**Consigne:** Recopiez intégralement le passage sur l'argument de Zénon contre le mouvement, sans y changer un seul mot.

**Texte source:**
◇ ◇ ◇
Pour répondre, il faut observer que cet argument porte plutôt contre une vitesse supposée la plus grande que contre le mouvement lui-même ; nous n’examinerons cependant point ici si Zénon argumente correctement mais plutôt les préjugés sur lesquels s’appuie toute cette argumentation, en tant qu’elle prétend combattre le mouvement. En premier lieu, donc il suppose que les corps peuvent être conçus comme se mouvant avec une vitesse telle qu’ils ne puissent pas se mouvoir plus vite. En second lieu, il compose le temps d’instants comme d’autres ont conçu que la quantité est composée de points indivisibles. L’une et l’autre suppositions sont fausses. Car, d’abord, nous ne pouvons jamais concevoir un mouvement si rapide que nous n’en concevions en même temps un plus rapide ; et, en effet, il répugne à notre entendement de concevoir un mouvement, quelque petite que soit la ligne décrite, si rapide qu’il n’en puisse exister de plus rapide. Et il en est de même à l’égard de la lenteur car il implique contradiction de concevoir un mouvement si lent qu’il n’en puisse exister de plus lent. Nous affirmons encore la même chose du temps, qui est la mesure du mouvement, c’est-à-dire qu’il répugne clairement à notre entendement de concevoir un temps tel qu’il n’en puisse exister de plus court. Pour prouver tout cela, suivons les traces de Zénon.
◇ ◇ ◇
**Entrées répertoriées:**
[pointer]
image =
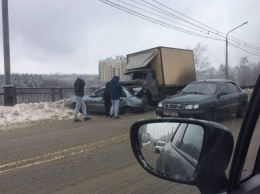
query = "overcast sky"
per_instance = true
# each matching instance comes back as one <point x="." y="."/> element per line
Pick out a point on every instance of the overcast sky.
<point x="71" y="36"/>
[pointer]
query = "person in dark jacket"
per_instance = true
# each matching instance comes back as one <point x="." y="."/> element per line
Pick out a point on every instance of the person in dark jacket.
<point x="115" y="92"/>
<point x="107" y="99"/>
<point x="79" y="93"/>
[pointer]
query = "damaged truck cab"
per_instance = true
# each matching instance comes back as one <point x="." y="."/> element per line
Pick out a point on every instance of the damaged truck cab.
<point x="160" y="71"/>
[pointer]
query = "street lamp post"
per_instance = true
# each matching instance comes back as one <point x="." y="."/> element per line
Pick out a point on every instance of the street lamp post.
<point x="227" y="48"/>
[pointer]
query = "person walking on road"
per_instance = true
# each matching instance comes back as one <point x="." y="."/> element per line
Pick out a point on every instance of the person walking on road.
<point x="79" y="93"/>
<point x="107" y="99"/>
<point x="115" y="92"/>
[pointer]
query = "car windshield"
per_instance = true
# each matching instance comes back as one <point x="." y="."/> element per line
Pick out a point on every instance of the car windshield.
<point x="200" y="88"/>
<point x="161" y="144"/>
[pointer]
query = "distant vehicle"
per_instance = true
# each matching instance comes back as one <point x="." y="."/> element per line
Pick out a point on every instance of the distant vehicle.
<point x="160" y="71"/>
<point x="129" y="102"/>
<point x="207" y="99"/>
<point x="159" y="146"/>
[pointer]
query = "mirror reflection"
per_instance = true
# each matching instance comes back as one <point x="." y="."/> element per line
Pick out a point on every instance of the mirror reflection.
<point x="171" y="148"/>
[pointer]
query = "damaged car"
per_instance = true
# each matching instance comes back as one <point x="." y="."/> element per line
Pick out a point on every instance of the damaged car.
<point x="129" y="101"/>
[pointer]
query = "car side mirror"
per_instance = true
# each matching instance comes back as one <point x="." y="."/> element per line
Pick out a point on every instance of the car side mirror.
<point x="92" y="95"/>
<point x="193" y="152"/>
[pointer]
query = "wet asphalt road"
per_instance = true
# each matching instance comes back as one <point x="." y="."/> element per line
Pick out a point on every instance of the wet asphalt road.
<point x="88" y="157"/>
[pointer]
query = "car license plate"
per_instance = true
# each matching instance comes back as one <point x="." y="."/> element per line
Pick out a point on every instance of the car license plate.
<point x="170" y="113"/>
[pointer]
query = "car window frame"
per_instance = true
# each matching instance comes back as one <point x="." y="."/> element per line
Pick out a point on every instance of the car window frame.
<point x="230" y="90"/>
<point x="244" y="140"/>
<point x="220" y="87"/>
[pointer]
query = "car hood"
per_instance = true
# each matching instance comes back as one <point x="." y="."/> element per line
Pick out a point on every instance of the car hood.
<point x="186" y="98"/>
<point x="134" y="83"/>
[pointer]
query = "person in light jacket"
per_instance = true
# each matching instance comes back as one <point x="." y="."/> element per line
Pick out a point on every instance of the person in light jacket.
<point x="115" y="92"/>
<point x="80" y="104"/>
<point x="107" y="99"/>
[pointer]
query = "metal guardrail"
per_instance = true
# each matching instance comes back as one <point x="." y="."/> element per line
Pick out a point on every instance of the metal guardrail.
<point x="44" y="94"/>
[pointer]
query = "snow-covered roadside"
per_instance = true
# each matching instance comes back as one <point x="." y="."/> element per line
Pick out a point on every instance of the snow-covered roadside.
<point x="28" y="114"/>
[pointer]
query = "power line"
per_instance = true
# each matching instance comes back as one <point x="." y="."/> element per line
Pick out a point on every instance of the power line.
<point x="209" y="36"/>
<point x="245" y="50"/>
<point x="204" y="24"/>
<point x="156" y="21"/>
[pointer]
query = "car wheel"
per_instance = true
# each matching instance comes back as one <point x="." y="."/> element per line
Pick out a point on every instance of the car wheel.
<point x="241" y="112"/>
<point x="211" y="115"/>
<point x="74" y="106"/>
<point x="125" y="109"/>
◇ ◇ ◇
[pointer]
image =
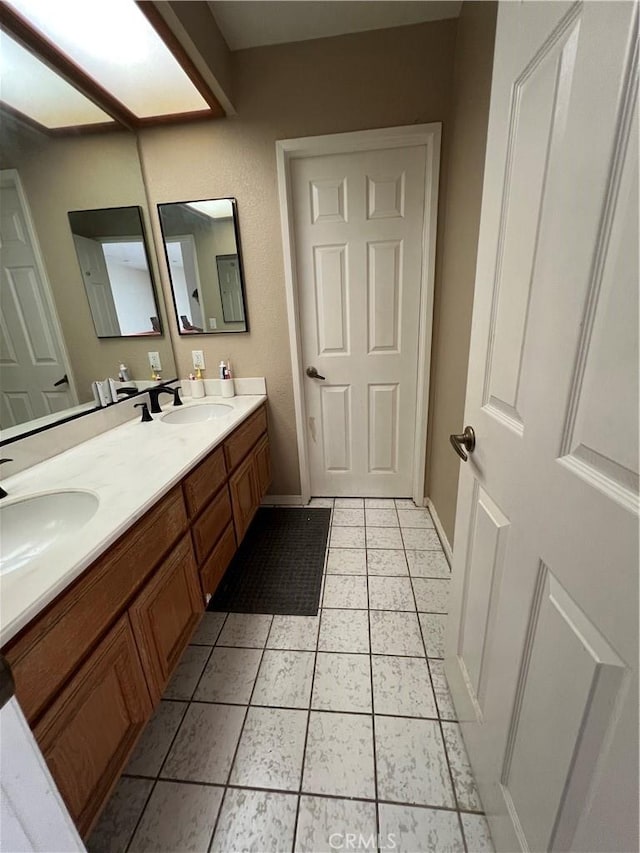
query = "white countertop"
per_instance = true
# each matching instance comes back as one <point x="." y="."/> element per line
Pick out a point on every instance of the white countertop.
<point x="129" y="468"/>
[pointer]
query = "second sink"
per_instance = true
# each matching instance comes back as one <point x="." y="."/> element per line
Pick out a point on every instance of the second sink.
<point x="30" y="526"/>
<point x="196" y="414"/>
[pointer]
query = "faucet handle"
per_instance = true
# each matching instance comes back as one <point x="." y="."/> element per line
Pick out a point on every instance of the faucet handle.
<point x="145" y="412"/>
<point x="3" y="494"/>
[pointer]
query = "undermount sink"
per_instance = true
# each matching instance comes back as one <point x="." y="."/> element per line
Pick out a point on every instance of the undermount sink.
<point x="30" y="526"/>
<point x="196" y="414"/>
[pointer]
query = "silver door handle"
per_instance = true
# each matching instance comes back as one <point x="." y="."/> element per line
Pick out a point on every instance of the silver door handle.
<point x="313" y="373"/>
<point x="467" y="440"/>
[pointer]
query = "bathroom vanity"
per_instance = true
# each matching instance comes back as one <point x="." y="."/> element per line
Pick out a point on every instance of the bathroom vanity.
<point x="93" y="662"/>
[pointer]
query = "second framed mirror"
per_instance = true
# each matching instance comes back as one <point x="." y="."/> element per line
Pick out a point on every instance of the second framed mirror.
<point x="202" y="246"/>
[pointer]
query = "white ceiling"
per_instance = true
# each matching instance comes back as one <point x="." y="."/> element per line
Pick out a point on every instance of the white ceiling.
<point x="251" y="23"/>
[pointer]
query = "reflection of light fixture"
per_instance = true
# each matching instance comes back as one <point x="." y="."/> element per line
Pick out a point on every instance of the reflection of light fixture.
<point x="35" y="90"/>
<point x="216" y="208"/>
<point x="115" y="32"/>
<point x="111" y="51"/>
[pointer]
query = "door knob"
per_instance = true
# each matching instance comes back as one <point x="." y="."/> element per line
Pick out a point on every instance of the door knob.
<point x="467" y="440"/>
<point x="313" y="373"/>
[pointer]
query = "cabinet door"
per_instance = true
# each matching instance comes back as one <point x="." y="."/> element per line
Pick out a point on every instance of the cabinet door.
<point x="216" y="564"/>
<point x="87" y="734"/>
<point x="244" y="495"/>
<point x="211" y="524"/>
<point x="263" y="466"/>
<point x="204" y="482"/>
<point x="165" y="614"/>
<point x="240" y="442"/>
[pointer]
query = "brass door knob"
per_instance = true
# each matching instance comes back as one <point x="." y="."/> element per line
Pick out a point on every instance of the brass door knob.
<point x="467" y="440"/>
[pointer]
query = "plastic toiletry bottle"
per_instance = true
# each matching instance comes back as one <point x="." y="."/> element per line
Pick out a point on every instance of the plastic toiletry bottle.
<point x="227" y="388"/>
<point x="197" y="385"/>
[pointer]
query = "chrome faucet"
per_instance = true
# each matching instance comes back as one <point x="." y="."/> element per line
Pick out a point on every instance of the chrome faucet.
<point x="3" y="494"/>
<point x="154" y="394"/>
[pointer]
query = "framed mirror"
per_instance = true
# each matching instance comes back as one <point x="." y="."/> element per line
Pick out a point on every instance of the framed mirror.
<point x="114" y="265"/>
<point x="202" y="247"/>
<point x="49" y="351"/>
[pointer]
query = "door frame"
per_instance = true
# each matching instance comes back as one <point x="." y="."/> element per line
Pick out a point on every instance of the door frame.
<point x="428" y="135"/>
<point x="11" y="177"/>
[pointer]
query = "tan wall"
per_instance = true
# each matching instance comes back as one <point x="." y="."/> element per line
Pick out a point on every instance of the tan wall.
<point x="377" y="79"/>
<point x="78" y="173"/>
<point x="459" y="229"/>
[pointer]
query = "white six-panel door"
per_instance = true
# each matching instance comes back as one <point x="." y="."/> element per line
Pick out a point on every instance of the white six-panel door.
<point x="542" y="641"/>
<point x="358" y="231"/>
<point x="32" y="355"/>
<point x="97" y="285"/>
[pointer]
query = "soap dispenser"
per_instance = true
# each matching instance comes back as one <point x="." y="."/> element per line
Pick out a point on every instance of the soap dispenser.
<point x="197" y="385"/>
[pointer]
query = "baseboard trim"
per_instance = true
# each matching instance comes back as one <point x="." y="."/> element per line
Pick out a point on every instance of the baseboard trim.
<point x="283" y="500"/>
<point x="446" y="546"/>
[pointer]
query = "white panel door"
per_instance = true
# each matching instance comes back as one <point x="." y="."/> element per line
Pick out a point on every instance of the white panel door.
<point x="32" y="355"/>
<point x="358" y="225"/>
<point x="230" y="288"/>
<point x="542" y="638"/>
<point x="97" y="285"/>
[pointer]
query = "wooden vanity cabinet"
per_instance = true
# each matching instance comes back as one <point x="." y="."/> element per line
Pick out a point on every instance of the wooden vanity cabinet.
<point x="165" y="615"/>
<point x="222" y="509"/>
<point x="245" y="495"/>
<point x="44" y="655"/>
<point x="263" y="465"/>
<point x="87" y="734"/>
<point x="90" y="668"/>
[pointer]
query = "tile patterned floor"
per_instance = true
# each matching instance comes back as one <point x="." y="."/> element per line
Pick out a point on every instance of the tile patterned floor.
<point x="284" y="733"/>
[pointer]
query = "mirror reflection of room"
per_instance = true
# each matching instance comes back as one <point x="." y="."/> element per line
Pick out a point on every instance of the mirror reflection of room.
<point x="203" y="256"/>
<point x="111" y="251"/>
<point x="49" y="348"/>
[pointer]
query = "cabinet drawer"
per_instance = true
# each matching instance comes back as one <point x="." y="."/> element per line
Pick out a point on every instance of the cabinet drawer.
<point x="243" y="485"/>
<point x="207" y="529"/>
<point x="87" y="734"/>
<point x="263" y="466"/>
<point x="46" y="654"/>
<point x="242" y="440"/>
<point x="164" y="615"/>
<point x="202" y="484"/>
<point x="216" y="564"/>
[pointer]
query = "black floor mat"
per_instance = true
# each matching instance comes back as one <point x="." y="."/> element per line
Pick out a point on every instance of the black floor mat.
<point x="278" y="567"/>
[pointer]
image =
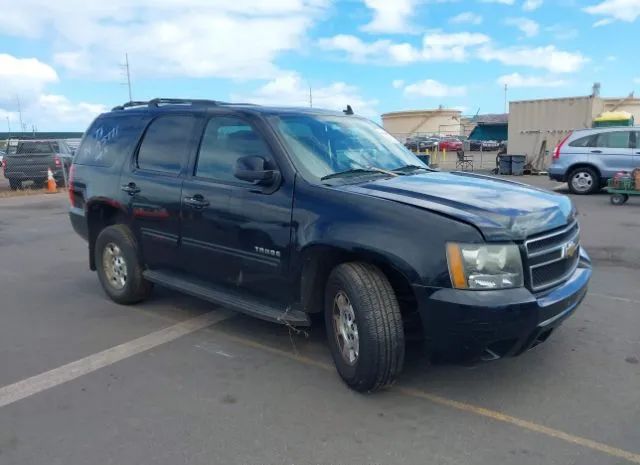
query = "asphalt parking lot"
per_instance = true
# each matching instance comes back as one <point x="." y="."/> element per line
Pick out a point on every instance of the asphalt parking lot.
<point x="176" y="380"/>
◇ ◇ ◇
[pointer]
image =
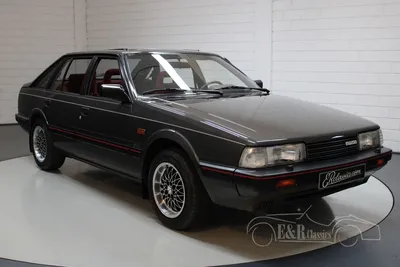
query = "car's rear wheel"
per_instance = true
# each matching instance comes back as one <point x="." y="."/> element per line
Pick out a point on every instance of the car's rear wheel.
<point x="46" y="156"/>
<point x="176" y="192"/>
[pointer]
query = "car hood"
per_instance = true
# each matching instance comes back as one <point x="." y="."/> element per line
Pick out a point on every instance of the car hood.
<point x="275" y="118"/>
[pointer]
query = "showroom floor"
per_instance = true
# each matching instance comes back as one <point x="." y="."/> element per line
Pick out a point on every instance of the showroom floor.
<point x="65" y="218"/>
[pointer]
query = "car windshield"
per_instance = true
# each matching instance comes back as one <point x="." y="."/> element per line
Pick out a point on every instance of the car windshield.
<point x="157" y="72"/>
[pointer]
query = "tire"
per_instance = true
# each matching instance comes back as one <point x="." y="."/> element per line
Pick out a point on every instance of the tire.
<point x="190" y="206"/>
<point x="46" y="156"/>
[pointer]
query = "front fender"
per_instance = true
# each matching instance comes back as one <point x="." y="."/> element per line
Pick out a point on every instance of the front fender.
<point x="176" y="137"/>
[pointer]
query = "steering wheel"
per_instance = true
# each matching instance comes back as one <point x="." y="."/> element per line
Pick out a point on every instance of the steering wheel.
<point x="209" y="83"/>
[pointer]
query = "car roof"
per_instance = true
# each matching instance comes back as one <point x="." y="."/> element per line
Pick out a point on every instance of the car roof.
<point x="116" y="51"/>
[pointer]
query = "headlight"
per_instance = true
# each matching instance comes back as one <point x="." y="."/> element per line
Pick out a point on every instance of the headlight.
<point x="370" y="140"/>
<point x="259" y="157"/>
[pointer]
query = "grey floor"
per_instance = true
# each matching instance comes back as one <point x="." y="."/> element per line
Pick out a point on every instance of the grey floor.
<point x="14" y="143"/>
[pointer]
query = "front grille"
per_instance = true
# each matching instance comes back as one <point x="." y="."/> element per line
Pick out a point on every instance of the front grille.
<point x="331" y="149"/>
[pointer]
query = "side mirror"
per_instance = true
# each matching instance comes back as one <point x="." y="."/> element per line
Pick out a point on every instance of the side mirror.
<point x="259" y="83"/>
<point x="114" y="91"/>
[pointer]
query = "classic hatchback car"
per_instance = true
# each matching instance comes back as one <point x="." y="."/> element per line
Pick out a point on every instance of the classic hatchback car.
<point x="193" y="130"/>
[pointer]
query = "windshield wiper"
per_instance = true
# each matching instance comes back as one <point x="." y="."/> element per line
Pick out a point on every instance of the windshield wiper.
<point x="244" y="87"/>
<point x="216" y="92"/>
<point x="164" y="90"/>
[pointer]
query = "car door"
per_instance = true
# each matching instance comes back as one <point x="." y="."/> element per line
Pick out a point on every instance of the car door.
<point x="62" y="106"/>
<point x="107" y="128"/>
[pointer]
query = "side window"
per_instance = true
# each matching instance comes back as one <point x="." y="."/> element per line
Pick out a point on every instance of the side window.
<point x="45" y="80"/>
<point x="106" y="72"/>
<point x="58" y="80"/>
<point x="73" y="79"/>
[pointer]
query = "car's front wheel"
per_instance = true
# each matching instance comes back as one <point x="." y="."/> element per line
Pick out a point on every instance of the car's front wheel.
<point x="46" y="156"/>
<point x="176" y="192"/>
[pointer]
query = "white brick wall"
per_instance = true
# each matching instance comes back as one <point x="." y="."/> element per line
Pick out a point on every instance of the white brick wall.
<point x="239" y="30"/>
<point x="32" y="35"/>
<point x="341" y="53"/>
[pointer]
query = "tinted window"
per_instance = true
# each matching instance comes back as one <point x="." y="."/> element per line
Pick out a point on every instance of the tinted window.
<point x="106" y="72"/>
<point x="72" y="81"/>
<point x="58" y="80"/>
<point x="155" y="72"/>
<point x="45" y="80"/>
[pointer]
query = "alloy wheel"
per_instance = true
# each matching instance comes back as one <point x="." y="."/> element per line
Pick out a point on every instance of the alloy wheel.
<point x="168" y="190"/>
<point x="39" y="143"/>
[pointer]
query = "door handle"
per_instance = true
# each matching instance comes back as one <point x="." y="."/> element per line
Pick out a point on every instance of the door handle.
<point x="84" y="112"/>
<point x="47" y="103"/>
◇ ◇ ◇
**Corrigé:**
Pour répondre, il faut observer que cet argument porte plutôt contre une vitesse supposée la plus grande que contre le mouvement lui-même ; nous n’examinerons cependant point ici si Zénon argumente correctement mais plutôt les préjugés sur lesquels s’appuie toute cette argumentation, en tant qu’elle prétend combattre le mouvement. En premier lieu, donc il suppose que les corps peuvent être conçus comme se mouvant avec une vitesse telle qu’ils ne puissent pas se mouvoir plus vite. En second lieu, il compose le temps d’instants comme d’autres ont conçu que la quantité est composée de points indivisibles. L’une et l’autre suppositions sont fausses. Car, d’abord, nous ne pouvons jamais concevoir un mouvement si rapide que nous n’en concevions en même temps un plus rapide ; et, en effet, il répugne à notre entendement de concevoir un mouvement, quelque petite que soit la ligne décrite, si rapide qu’il n’en puisse exister de plus rapide. Et il en est de même à l’égard de la lenteur car il implique contradiction de concevoir un mouvement si lent qu’il n’en puisse exister de plus lent. Nous affirmons encore la même chose du temps, qui est la mesure du mouvement, c’est-à-dire qu’il répugne clairement à notre entendement de concevoir un temps tel qu’il n’en puisse exister de plus court. Pour prouver tout cela, suivons les traces de Zénon.